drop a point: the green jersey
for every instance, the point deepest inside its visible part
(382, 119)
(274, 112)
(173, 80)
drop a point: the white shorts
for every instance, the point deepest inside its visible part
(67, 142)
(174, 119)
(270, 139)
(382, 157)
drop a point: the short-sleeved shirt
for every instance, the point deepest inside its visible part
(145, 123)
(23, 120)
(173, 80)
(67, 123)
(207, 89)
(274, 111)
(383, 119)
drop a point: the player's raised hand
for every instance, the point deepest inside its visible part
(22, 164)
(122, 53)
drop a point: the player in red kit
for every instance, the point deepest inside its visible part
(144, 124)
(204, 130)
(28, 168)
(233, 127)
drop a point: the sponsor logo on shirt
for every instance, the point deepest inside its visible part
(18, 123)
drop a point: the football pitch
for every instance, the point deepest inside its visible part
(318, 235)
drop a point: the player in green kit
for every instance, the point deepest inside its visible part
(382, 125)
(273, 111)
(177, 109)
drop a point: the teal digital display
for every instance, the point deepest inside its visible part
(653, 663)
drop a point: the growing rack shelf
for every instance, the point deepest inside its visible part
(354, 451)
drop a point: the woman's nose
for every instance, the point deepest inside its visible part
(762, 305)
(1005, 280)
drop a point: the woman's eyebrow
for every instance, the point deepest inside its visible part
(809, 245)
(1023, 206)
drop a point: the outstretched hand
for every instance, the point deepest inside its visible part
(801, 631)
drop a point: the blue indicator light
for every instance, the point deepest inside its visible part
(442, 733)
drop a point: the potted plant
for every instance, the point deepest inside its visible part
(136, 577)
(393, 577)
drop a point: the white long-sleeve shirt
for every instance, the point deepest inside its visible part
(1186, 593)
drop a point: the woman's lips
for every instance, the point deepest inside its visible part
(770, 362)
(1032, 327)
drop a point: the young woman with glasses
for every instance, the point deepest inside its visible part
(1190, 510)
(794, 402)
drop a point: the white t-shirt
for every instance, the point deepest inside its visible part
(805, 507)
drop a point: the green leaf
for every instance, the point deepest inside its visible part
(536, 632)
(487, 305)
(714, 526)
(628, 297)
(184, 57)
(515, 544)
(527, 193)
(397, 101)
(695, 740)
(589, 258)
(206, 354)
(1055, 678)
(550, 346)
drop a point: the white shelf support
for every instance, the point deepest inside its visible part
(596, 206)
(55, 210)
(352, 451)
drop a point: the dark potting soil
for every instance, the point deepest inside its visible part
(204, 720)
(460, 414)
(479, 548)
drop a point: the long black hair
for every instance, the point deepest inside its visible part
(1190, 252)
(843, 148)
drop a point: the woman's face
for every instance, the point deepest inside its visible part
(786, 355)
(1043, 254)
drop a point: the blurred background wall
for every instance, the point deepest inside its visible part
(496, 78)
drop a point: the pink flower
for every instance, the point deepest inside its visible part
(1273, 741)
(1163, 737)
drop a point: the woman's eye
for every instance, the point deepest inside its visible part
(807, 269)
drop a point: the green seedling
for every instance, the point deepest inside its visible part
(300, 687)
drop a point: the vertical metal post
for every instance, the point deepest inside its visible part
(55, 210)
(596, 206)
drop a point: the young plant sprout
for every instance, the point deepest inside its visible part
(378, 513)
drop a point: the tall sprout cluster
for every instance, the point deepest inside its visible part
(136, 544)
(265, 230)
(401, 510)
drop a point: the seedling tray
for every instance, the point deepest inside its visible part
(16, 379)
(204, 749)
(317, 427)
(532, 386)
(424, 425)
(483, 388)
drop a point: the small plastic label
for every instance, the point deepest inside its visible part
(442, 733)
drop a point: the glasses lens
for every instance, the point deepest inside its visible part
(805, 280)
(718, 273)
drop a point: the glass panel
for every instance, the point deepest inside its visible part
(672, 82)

■ ■ ■ ■ ■ ■ ■

**Task description**.
Each line of the entries above that contains "shelf" is to be copied.

**Answer section**.
drop a point: the growing rack shelf
drop a point: the white shelf support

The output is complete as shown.